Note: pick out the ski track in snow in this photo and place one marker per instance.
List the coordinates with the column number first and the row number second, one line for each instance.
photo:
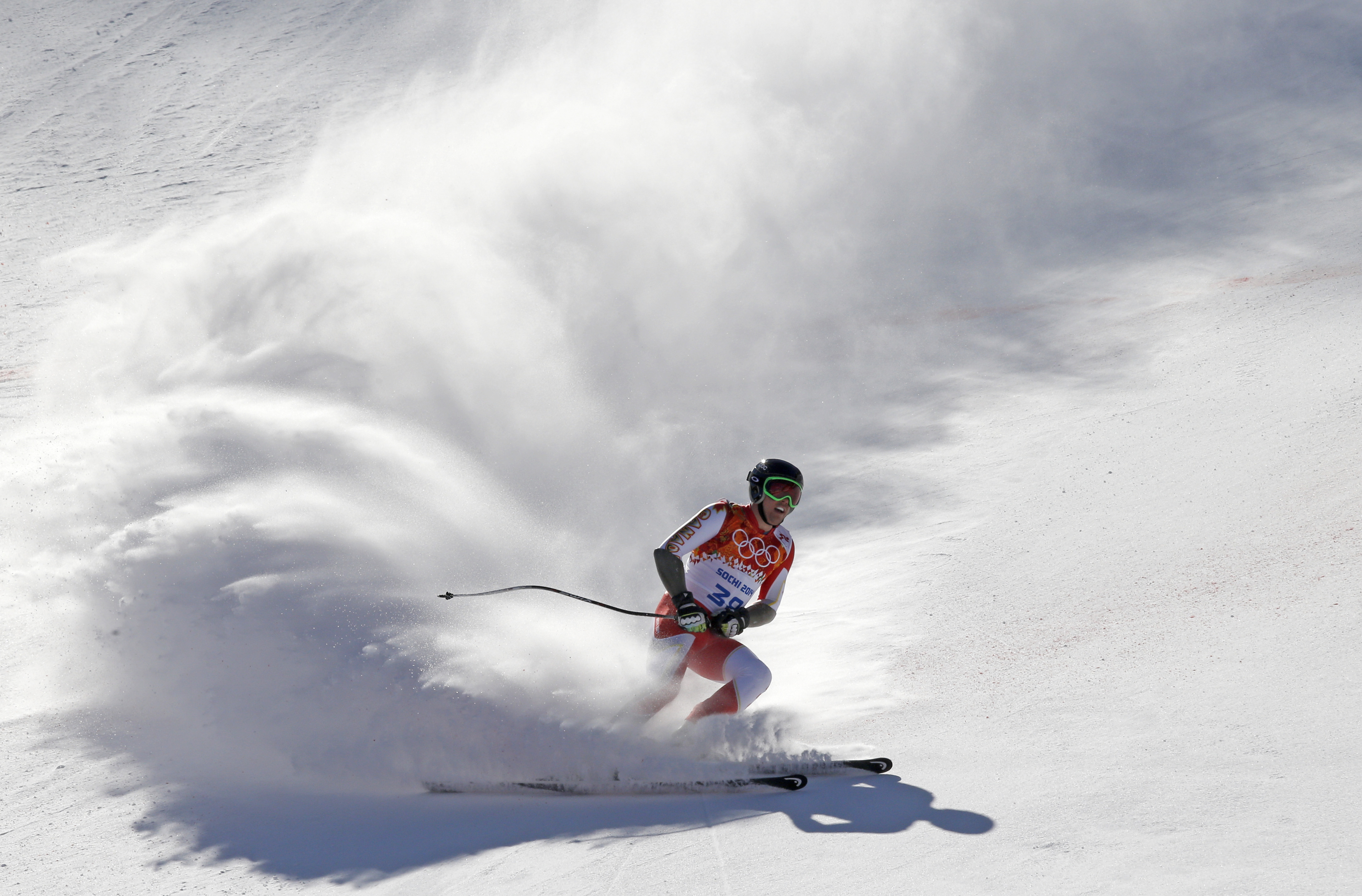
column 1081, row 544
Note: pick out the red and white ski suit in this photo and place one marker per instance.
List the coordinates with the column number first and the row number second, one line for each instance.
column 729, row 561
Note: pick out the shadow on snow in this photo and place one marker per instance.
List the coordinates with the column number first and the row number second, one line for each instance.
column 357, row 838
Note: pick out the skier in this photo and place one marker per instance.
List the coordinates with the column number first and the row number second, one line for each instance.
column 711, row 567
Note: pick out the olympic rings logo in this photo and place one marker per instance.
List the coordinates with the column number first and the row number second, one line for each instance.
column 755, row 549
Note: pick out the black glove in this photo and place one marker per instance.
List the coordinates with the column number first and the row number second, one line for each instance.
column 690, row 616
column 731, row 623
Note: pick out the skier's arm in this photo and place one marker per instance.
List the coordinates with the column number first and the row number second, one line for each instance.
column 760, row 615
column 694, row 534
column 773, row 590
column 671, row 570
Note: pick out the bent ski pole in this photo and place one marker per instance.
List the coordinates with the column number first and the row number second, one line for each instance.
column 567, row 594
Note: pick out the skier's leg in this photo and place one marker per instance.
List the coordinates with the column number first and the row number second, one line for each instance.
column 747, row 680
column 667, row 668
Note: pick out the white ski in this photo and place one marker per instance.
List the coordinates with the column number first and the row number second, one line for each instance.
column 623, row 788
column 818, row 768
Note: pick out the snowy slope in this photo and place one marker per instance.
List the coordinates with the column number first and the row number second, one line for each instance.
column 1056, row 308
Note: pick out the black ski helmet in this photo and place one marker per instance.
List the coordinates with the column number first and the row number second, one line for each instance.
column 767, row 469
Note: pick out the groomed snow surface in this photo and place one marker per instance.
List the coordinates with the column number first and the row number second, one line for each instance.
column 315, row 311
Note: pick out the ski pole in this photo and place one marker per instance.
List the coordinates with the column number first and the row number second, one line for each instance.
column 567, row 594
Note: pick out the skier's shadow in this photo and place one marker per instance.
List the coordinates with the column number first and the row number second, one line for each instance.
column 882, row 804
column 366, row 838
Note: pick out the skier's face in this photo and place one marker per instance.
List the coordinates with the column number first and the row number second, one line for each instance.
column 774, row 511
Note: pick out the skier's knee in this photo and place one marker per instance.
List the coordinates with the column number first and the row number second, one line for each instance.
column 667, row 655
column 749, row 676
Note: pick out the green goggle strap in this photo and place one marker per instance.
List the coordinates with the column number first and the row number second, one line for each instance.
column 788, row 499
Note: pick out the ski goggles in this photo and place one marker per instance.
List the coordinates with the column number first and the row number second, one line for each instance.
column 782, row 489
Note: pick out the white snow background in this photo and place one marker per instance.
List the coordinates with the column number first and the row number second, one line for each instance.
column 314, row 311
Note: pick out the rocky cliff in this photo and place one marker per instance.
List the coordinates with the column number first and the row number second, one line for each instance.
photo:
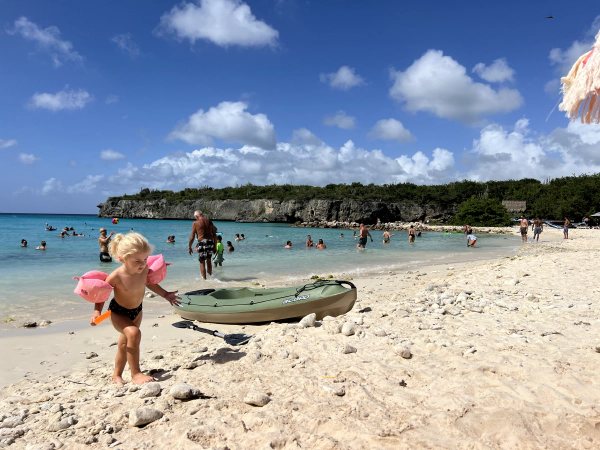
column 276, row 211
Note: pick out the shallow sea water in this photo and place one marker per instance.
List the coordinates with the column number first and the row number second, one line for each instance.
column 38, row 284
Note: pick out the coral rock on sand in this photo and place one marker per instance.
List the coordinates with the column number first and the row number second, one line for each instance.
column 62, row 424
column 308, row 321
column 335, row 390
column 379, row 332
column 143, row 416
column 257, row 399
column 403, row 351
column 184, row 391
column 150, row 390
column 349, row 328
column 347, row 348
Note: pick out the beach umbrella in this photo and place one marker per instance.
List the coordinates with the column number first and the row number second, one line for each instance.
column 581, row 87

· · · · · · ·

**Work order**
Starting with the line with "Note: pick out the skier's leg" above and going on through the line with "Note: pick out the green", transcribe every line exactly, both ends included, and add nothing.

**Completed task**
Note: pick out the skier's leg in this photo and place one marker per instance.
List the coordinates with the column number first and the row number second, one line for each instance.
column 747, row 680
column 667, row 668
Note: pick out the white ski in this photo and place one marker per instance.
List the coordinates with the column number first and the row number second, one line for each instance.
column 623, row 788
column 818, row 768
Note: pick out the snowy slope in this photo and place one marker per instance.
List the coordinates with the column number first and the row number second, one line for each instance.
column 1056, row 308
Note: pick out the black ski helmet in this photo and place one marker per instance.
List the coordinates with the column number first and the row number second, one line for each instance.
column 767, row 469
Note: pick out the groomed snow surface in this photo and place one marker per instance.
List the coordinates with the column number first and the row number second, one line for each instance.
column 315, row 311
Note: pick out the ski pole in this photo and place one marker per instance.
List the coordinates with the column number first and the row number second, one line for each instance.
column 567, row 594
Note: pick out the skier's shadow in this photo and place one marker per instance.
List the coordinates with the column number first and the row number second, one line for each instance.
column 882, row 804
column 366, row 838
Note: pick out the skier's face in this photo and place one marker per instance.
List the coordinates with the column number first and the row number second, one line for each instance.
column 774, row 511
Note: pick out the skier's knee in this photo and place one marker per instance.
List the coordinates with the column number first and the row number second, one line for each instance.
column 667, row 655
column 749, row 676
Note: pick out the green goggle strap in this photo and place one marker per instance.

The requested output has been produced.